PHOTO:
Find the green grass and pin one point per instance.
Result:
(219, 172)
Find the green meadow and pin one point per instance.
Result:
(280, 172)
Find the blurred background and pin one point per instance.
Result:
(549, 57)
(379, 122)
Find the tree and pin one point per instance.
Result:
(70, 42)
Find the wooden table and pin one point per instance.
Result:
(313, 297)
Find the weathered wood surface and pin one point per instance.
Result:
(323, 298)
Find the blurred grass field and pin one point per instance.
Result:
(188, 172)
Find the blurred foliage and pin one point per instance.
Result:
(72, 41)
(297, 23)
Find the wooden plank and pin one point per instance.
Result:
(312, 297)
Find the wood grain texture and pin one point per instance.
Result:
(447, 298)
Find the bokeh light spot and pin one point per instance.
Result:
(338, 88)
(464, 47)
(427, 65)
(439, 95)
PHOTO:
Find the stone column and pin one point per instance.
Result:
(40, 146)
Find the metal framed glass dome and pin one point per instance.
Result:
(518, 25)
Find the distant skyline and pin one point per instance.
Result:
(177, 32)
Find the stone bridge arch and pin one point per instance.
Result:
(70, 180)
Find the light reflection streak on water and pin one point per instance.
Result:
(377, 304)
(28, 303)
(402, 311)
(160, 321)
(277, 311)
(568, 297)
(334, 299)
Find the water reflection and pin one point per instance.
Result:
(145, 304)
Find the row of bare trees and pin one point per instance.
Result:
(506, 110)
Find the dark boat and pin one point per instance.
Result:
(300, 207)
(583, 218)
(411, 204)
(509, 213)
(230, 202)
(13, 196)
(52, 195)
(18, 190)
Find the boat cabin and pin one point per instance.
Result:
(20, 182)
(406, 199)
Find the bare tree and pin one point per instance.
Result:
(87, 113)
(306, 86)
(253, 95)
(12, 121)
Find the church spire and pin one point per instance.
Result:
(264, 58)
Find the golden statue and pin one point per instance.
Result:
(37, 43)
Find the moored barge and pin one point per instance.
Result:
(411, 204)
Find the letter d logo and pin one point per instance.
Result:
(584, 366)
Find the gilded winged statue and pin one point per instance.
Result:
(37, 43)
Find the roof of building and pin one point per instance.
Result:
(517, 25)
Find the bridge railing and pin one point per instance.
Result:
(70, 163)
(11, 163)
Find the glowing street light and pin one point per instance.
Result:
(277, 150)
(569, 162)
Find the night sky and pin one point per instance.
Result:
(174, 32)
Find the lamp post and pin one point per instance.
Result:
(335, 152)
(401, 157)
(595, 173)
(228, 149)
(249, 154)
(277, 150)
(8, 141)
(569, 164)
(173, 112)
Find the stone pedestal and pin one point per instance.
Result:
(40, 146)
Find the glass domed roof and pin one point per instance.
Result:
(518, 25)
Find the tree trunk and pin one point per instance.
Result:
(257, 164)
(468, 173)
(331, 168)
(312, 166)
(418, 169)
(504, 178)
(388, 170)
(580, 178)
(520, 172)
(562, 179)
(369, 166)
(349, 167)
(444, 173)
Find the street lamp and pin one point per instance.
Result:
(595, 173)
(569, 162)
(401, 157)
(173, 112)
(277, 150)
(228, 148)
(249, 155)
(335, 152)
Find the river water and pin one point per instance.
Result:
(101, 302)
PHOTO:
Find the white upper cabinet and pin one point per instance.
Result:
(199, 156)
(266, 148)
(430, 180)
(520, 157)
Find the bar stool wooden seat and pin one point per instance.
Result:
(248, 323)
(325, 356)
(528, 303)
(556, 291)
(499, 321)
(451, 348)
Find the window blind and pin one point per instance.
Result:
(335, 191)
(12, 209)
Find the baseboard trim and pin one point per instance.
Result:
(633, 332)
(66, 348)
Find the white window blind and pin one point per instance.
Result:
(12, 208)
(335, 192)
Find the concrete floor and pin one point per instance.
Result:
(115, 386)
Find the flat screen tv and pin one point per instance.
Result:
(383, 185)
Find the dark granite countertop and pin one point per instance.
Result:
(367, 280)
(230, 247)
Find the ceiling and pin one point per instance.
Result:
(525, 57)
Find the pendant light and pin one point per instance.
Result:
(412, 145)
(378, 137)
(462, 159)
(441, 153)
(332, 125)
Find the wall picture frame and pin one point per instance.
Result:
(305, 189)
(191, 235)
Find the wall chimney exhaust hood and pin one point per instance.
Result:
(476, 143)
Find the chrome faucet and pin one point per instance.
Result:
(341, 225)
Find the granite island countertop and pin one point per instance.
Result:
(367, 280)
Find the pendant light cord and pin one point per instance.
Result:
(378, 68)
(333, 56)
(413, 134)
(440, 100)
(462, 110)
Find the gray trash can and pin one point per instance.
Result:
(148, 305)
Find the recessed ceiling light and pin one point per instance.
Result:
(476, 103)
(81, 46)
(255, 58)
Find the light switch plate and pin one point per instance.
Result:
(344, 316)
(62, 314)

# What is expected
Each line above with the word "lamp" must be returned.

# Response
Find the lamp post and pin one point per instance.
Find the street lamp and pin one point per instance.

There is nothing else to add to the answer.